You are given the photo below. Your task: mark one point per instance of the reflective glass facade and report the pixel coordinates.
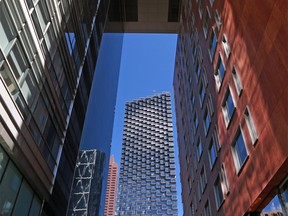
(48, 55)
(147, 184)
(87, 184)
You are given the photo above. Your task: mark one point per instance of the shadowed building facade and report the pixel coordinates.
(147, 182)
(48, 55)
(231, 95)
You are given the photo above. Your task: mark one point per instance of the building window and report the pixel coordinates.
(226, 46)
(207, 120)
(219, 198)
(201, 6)
(218, 19)
(189, 184)
(206, 22)
(224, 179)
(237, 81)
(201, 93)
(7, 32)
(283, 195)
(228, 107)
(210, 105)
(216, 138)
(192, 98)
(203, 179)
(204, 77)
(199, 149)
(191, 209)
(212, 44)
(3, 160)
(220, 72)
(250, 125)
(212, 153)
(197, 69)
(187, 161)
(239, 150)
(207, 210)
(196, 123)
(194, 49)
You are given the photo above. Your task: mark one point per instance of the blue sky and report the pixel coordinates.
(147, 67)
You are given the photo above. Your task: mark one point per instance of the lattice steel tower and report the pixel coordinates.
(147, 183)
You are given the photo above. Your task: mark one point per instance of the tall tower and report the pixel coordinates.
(147, 183)
(111, 191)
(231, 91)
(87, 185)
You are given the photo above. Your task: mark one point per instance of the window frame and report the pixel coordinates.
(226, 46)
(237, 163)
(211, 42)
(207, 114)
(217, 185)
(217, 74)
(237, 81)
(250, 125)
(227, 116)
(205, 23)
(212, 144)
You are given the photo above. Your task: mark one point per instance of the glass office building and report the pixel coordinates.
(48, 55)
(147, 183)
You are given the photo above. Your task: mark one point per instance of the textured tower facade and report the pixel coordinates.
(111, 191)
(231, 95)
(147, 183)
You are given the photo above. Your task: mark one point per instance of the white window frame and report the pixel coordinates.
(235, 155)
(250, 125)
(237, 81)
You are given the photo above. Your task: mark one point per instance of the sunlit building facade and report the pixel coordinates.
(147, 181)
(48, 54)
(231, 95)
(111, 191)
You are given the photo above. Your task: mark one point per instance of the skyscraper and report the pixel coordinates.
(87, 185)
(147, 183)
(48, 55)
(111, 192)
(230, 87)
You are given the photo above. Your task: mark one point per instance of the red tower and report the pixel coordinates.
(111, 191)
(231, 96)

::::::::::

### STATED EXERCISE
Reproduce everything from the line containing "skyscraper and report the pixel coordinates." down to the end of the material above, substituting "crimson tower" for "red tower" and leaving all else unchanged.

### ANSWER TO THIS TASK
You are given the photo above. Your task: mark one point per instance of the skyscraper and report the pixel coordinates.
(87, 185)
(147, 183)
(48, 55)
(111, 192)
(230, 87)
You are given the photo above. Your task: mark one point per instance of the crimson tower and report the pixel coordinates.
(111, 191)
(231, 96)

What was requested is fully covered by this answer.